— Requirement 1 —
Could you extract the records, repeating each line verbatim, from the line with "Where can the wall" to the last line of the records? Leave the pictures out.

— Page text —
- Born: 1954 (age 70–71) Augsburg, Germany
- Education: Musikhochschule München; Mozarteum; University of Cincinnati;
- Occupations: Cellist; Academic;
- Organizations: Musikhochschule Würzburg; Leopold Mozart Centre; Eckelshausener Musiktage; Asiago Festival;
- Website: www.juliusberger.de

= Julius Berger (cellist) =

German cellist, musicologist and academic

Julius Berger (born 1954) is a German cellist, musicologist and an academic of chamber music and cello at the Leopold Mozart Centre of the Augsburg University. He recorded the sonatas and concertos by Luigi Boccherini, but also contemporary music by John Cage, Toshio Hosokawa, Adriana Hölszky and Sofia Gubaidulina. He is the artistic director of music festivals.

== Career ==
Born in Augsburg, Berger studied at the Musikhochschule München with Walter Reichardt and Fritz Kiskalt, then at the Mozarteum in Salzburg with Antonio Janigro, before becoming his assistant from 1979 to 1982. He studied further at the University of Cincinnati with Zara Nelsova, and in a master class of Mstislav Rostropovich. He was appointed professor at the Musikhochschule Würzburg at age 28, as one of Germany's youngest professors at the time. From 1992, he has held a class at the Internationale Sommerakademie Mozarteum Salzburg.

Berger is focused on the rediscovery of the complete works by Luigi Boccherini and Leonardo Leo. He recorded all cello concertos by Boccherini in 1992, including a twelfth concerto which was then recently rediscovered, on Boccherini's own Stradivari instrument. Berger is interested in the oldest music written for cello by Pietro degli Antonii and Domenico Gabrielli. He has also played and recorded chamber music by Paul Hindemith, Ernst Bloch, Max Bruch, Richard Strauss, Robert Schumann and Edward Elgar to international recognition.

In the field of contemporary music, Berger recorded works by John Cage, Toshio Hosokawa, Adriana Hölszky and Sofia Gubaidulina. He is the artistic director of the festivals Eckelshausener Musiktage and Asiago Festival in Italy.

— Requirement 2 —
Can you copy the passage of the cellist article from "Berger is focused" to "Festival in Italy." word for word?

— Data —

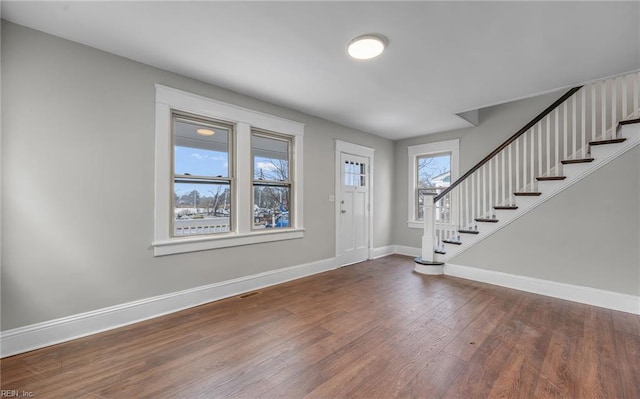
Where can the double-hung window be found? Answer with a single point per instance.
(432, 168)
(272, 182)
(202, 186)
(224, 175)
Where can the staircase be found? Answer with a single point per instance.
(582, 131)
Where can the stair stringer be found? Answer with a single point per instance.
(574, 172)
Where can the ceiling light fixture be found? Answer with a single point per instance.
(205, 132)
(366, 47)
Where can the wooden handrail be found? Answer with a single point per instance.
(510, 140)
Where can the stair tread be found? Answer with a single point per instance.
(629, 121)
(487, 220)
(579, 160)
(609, 141)
(426, 262)
(550, 178)
(507, 207)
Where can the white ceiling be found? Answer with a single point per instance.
(443, 58)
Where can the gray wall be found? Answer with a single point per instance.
(77, 184)
(587, 235)
(497, 123)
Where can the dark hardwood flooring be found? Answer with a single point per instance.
(371, 330)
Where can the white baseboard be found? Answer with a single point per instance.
(382, 251)
(24, 339)
(587, 295)
(408, 251)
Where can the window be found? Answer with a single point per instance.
(271, 180)
(433, 172)
(432, 168)
(201, 177)
(224, 175)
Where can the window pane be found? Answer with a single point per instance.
(201, 208)
(434, 170)
(270, 158)
(271, 206)
(201, 149)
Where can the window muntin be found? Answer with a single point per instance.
(433, 174)
(272, 183)
(355, 174)
(202, 185)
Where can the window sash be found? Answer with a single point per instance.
(195, 227)
(288, 183)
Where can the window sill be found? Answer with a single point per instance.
(415, 224)
(203, 243)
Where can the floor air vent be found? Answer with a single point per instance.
(248, 294)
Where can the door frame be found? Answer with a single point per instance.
(361, 151)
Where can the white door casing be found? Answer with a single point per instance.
(353, 203)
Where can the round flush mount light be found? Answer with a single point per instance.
(205, 132)
(366, 47)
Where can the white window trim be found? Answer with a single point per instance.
(168, 100)
(415, 151)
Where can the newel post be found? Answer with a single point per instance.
(426, 264)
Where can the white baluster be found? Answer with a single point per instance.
(557, 137)
(574, 134)
(593, 112)
(603, 100)
(474, 204)
(510, 175)
(624, 113)
(539, 124)
(429, 242)
(517, 165)
(583, 124)
(503, 177)
(614, 113)
(636, 89)
(532, 161)
(484, 190)
(548, 130)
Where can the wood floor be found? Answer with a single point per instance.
(371, 330)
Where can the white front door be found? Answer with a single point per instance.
(353, 205)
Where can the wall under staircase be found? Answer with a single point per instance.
(588, 235)
(554, 209)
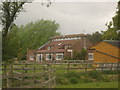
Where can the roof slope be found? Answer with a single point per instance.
(115, 43)
(68, 36)
(57, 46)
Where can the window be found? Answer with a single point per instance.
(90, 56)
(39, 57)
(31, 57)
(59, 56)
(48, 56)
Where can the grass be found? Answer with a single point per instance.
(113, 84)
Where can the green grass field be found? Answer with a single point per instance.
(113, 84)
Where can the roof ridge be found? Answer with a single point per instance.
(108, 54)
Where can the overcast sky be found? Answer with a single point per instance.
(73, 17)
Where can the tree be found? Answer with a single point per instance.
(80, 55)
(113, 26)
(9, 14)
(95, 37)
(30, 36)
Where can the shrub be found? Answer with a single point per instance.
(95, 75)
(72, 74)
(110, 72)
(74, 80)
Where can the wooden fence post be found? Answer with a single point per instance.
(86, 67)
(26, 65)
(68, 66)
(102, 67)
(111, 66)
(34, 75)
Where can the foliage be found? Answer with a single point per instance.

— Worked answer 1 —
Where can the wall under staircase be found? Answer with a single point per instance.
(588, 235)
(554, 209)
Where can the roof slope be found? Answer with a single point per instance.
(115, 43)
(68, 36)
(57, 46)
Where can the window be found? Answer with a single point per instance.
(90, 56)
(39, 57)
(31, 57)
(59, 56)
(48, 56)
Where can the grass be found? Answer with a single point per instance.
(113, 84)
Where can the green grass field be found? Answer with a single point per instance.
(113, 84)
Where can the roof ridge be found? Answer with a single point per instance.
(108, 54)
Where can the overcast sky be found? Answer with a single point per instance.
(73, 17)
Where can the tree be found? Answer with a single point per instance.
(80, 55)
(113, 26)
(9, 14)
(95, 37)
(30, 36)
Where can the shrub be found? Answer with a single point per instance.
(95, 75)
(72, 74)
(110, 72)
(74, 80)
Where can the wooden fence post be found? Answer with a single point per instance.
(86, 67)
(26, 65)
(68, 66)
(102, 67)
(111, 66)
(34, 75)
Where can the foliage be found? Answer with a single point per instance.

— Worked answer 2 —
Berger is focused on the rediscovery of the complete works by Luigi Boccherini and Leonardo Leo. He recorded all cello concertos by Boccherini in 1992, including a twelfth concerto which was then recently rediscovered, on Boccherini's own Stradivari instrument. Berger is interested in the oldest music written for cello by Pietro degli Antonii and Domenico Gabrielli. He has also played and recorded chamber music by Paul Hindemith, Ernst Bloch, Max Bruch, Richard Strauss, Robert Schumann and Edward Elgar to international recognition.

In the field of contemporary music, Berger recorded works by John Cage, Toshio Hosokawa, Adriana Hölszky and Sofia Gubaidulina. He is the artistic director of the festivals Eckelshausener Musiktage and Asiago Festival in Italy.